**Problem details**
When you reach the line with "Target: allianz arena building" in the listing below, transcribe it and each line after it up to and including the line with "Find the blue sky", exactly and with nothing else.
------ Task material
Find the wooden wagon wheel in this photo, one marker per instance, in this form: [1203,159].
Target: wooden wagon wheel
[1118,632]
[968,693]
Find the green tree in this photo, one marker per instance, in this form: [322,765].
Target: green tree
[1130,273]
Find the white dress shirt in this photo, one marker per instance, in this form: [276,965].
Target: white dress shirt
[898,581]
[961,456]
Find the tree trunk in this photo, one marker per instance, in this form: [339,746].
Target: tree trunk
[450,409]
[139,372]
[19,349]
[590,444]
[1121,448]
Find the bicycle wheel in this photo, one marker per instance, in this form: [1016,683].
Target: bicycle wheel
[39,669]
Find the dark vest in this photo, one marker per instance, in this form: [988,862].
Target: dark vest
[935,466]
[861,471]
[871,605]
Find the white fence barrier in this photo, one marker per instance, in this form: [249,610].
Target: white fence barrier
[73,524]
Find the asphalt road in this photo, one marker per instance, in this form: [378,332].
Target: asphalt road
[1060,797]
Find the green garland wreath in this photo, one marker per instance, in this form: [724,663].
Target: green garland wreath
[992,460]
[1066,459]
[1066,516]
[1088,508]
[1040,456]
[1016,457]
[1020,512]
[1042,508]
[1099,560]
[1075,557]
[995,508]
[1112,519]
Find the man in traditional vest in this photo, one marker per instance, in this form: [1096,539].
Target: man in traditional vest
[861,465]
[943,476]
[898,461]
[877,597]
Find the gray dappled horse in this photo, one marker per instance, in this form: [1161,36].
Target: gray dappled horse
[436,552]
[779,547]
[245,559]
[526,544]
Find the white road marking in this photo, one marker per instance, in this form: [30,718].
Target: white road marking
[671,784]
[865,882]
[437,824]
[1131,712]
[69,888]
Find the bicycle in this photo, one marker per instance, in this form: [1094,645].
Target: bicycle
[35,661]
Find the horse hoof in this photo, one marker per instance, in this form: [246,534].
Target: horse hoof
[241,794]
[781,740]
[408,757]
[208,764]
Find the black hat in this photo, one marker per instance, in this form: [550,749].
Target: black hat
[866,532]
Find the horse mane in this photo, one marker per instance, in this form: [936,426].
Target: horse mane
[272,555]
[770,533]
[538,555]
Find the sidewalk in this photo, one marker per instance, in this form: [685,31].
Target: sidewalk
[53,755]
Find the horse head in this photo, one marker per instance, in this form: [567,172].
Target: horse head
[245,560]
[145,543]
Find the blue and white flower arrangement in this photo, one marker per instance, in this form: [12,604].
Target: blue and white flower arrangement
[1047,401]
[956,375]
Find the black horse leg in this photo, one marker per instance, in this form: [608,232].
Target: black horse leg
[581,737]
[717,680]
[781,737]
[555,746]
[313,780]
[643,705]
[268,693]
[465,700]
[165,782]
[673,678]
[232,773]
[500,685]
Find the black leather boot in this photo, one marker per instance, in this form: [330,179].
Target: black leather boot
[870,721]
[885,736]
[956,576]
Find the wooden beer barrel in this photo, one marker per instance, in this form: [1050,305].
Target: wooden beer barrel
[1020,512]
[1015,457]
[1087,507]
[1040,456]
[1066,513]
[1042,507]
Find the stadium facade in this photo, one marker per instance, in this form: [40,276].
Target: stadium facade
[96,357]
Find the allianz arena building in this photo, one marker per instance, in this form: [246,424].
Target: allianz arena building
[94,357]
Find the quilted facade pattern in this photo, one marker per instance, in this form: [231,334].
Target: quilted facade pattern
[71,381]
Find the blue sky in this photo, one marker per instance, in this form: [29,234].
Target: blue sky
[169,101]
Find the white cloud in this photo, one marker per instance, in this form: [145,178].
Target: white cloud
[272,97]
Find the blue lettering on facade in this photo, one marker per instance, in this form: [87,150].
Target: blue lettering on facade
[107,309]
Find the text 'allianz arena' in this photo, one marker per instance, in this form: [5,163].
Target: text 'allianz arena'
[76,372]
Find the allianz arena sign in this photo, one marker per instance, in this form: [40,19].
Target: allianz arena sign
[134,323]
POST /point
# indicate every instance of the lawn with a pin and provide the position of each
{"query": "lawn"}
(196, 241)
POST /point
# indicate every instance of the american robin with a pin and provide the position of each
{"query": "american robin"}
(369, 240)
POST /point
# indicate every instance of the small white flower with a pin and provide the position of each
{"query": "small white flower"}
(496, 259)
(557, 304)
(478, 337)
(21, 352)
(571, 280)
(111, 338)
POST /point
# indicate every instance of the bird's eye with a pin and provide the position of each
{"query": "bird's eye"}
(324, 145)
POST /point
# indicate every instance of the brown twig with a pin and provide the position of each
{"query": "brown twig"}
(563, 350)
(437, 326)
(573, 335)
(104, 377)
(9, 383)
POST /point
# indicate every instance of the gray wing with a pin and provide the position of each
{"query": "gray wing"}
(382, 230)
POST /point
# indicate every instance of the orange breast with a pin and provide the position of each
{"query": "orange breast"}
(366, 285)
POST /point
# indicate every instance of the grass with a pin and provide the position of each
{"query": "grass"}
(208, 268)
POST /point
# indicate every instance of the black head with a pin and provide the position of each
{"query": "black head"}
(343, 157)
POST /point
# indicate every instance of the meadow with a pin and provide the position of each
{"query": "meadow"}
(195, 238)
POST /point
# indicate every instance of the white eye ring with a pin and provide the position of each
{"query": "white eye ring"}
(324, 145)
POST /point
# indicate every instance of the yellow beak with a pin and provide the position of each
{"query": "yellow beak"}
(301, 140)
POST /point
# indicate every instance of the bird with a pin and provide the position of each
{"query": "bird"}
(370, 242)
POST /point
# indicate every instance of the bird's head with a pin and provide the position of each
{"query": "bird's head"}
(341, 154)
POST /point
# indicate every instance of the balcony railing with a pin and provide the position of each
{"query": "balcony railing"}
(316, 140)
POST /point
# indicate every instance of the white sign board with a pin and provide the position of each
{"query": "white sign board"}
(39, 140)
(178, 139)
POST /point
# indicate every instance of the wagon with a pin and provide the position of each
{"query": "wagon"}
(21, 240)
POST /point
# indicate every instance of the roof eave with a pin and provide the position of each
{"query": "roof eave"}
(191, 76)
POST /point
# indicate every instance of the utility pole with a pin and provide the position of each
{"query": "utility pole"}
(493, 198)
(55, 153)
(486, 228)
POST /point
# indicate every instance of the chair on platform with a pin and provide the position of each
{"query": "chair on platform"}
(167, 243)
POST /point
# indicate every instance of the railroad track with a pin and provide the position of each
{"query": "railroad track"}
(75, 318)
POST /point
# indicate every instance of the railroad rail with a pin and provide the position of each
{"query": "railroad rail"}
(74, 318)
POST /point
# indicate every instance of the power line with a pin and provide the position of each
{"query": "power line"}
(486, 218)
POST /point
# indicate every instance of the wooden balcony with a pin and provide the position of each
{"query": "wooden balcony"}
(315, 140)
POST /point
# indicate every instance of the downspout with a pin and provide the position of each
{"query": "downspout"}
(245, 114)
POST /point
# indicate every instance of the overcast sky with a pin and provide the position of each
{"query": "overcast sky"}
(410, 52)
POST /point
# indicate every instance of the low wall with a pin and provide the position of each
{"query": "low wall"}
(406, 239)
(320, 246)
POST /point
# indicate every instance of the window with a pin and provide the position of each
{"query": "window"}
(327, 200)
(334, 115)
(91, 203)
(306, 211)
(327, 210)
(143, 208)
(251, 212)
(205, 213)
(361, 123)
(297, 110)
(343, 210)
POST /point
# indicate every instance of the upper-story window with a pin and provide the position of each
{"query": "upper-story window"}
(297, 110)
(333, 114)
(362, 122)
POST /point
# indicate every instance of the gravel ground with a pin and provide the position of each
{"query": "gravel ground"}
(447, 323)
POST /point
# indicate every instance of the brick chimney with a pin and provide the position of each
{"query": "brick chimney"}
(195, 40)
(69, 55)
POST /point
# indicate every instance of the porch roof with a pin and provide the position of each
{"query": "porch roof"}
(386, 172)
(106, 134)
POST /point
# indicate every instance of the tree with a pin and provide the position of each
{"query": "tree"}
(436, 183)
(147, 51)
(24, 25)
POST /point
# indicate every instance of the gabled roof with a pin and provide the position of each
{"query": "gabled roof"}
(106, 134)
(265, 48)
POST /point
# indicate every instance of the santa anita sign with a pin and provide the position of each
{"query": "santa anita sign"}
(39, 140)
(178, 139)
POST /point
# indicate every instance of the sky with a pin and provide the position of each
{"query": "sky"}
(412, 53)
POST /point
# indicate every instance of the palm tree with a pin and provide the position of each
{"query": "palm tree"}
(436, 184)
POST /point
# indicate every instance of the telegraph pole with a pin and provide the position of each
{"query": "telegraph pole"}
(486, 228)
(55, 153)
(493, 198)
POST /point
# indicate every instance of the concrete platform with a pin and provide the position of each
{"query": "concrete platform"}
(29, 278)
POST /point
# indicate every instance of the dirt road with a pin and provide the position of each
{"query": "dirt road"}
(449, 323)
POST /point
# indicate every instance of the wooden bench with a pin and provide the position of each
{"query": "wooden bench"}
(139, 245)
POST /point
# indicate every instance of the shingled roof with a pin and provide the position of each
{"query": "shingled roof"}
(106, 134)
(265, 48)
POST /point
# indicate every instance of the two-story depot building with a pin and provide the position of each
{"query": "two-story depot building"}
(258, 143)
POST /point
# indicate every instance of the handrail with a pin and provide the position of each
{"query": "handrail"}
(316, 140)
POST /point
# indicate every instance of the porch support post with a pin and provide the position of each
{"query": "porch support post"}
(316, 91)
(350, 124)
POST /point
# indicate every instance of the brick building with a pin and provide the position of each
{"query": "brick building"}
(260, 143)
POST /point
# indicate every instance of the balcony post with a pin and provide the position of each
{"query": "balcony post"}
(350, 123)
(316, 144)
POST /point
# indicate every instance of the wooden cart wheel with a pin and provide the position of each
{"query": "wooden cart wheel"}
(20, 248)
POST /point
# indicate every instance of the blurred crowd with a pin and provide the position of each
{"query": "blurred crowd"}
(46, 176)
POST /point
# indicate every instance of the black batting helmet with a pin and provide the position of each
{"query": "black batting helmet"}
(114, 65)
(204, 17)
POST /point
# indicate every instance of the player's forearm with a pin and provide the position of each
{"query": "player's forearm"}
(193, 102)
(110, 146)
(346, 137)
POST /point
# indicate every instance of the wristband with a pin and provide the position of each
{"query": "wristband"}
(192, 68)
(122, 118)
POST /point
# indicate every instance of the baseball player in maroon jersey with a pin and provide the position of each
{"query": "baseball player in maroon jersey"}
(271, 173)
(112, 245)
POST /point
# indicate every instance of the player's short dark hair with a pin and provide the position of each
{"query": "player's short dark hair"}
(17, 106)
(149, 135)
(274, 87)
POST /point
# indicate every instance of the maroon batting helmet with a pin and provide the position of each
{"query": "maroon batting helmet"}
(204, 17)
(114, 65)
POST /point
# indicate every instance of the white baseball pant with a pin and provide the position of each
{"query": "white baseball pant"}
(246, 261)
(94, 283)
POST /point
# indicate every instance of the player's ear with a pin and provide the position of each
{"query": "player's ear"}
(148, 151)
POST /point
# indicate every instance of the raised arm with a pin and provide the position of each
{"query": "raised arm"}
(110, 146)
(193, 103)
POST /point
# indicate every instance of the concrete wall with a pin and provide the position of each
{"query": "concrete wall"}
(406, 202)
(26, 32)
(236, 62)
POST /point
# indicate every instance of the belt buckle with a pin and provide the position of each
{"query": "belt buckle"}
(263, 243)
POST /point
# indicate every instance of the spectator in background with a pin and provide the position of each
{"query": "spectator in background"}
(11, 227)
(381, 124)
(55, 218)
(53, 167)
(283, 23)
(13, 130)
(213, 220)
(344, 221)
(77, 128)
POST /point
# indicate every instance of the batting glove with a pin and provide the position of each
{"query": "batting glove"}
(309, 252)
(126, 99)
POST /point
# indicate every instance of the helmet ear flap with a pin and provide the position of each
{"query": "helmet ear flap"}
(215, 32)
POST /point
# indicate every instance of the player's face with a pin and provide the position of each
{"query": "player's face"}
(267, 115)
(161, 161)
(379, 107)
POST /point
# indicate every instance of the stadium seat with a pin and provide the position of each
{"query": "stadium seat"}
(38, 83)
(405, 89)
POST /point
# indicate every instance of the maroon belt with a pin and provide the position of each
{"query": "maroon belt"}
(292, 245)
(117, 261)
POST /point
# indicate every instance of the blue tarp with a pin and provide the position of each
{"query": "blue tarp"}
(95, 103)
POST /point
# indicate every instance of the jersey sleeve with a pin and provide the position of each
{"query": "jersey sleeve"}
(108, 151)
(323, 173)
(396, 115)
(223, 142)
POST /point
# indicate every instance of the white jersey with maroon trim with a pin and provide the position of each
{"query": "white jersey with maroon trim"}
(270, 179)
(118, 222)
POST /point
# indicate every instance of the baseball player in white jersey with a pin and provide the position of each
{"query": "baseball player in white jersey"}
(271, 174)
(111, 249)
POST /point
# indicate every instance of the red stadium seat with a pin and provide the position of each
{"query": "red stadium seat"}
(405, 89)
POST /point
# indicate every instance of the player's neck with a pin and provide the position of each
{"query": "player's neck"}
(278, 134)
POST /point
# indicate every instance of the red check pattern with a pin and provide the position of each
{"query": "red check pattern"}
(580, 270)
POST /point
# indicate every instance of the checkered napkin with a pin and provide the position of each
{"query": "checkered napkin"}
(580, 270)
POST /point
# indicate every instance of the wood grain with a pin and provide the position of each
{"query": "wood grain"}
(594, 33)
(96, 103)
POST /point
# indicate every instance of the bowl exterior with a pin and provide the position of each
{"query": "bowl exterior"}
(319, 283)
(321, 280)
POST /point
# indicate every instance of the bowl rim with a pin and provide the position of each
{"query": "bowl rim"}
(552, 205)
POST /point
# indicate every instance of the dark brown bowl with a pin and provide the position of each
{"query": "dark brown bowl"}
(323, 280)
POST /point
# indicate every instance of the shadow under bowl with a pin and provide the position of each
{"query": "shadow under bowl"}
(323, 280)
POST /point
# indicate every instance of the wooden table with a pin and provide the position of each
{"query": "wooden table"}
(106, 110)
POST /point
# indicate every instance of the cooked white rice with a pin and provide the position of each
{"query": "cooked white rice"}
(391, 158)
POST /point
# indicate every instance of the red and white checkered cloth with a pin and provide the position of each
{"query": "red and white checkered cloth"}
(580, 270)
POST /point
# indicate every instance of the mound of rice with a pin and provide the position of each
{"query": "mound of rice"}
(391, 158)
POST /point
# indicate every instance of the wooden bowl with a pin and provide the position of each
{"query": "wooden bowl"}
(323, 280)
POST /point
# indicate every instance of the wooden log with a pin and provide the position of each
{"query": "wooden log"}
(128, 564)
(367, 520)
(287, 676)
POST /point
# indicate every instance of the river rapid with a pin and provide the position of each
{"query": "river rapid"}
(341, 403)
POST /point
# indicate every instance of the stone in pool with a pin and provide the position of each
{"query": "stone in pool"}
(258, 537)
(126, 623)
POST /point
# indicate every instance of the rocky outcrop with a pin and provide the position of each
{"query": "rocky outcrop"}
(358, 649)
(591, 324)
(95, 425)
------------
**Answer to this exercise**
Target: allianz arena building
[94,357]
Find the quilted facade pattern in this photo, one marker per instance, in this form: [231,334].
Target: quilted facade pattern
[71,381]
Find the blue sky in this photo, one marker per instance, in this form: [29,234].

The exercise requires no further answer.